--- INPUT ROWS ---
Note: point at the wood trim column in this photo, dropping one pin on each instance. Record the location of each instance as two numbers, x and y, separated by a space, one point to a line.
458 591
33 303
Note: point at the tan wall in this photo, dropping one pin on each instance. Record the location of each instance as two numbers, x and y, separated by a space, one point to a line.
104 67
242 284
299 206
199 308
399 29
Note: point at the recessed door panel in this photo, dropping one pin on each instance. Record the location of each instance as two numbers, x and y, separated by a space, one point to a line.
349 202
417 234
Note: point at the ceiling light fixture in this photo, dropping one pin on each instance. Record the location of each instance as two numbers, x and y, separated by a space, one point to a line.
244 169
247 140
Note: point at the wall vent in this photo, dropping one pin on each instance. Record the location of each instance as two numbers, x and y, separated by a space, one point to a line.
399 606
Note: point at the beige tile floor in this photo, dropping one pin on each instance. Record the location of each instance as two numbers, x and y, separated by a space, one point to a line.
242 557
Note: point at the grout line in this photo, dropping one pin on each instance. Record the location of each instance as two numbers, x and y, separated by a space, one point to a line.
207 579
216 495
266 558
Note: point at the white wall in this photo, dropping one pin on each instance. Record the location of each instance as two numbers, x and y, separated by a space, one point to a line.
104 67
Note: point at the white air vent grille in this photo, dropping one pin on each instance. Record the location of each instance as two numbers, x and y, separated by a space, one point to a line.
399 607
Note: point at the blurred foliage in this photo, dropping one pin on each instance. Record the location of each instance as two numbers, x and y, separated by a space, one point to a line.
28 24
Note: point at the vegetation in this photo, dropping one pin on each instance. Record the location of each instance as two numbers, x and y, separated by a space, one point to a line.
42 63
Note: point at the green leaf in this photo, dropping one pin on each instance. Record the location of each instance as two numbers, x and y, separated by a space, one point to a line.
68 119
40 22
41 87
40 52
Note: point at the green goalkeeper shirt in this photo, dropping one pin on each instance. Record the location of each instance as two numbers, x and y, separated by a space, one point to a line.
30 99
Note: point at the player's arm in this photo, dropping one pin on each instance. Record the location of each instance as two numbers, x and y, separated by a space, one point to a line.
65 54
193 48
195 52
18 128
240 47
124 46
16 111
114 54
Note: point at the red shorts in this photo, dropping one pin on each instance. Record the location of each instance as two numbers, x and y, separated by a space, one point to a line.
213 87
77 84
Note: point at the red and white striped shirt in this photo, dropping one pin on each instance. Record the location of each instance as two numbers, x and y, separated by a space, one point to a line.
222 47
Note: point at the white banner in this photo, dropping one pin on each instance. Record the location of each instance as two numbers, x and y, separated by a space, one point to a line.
---
▸ **SET EXERCISE**
Starting with the line that contains "Note: point at the grout", repeat each line through the last one exactly as it appears. Include both ends and nothing more.

▸ **WRITTEN RESPONSE**
Note: point at the grout line in this photo, dropping one pin on each instance. Record the location of each instance as two numbers, x and y, separated by a space, one point to a line.
207 579
216 495
266 558
Note: point at the white wall in this photo, dropping one pin on each instance. Record the location of each instance as two numbers, x and y, separated by a space, one point to a line.
104 67
Note: point at the white air vent grille in this photo, dropping one pin on each instance. Record the location of each instance as two numbers, x and y, separated by a space, one point to a line.
399 607
Note: point at the blurred foliage in this photo, dropping one pin on each instance. Record the location of each instance as two numbers, x and y, separated by a space, one point to a line.
28 24
Note: point at the vegetation in this photo, dropping one pin on each instance. Record the location of each instance as two numbers, x and y, separated by a space, one point to a line.
42 63
Note: point at the green leaf in this photo, dropping one pin on each instance. Record the location of each instance as two numbers, x and y, separated by a space, one point to a line.
68 119
40 22
41 87
40 52
Note: point at the green goalkeeper shirt in this photo, dropping one pin on each instance. Record the location of each instance as two numbers, x and y, separated by a space, one point to a line.
30 99
Note: point at the player's arm in this photo, dropping one pin on each instance. Record the location of each instance as two numbers, x and y, separated by a space, one point to a line.
65 54
193 48
195 52
18 128
240 47
124 46
16 111
114 54
Note: point at the red shorts in this photo, dropping one pin on each instance. Record the location of each instance as two numbers, x and y, separated by a space, one point to a line.
213 87
77 84
Note: point at the red and white striped shirt in this photo, dropping one pin on each instance. Record the location of each instance as two numbers, x and y, separated by a space, one point to a line.
222 47
Note: point at the white banner in this photo, dropping one pin on each instance. Record the location of each instance as two numbers, x and y, separated by a space, one point to a line.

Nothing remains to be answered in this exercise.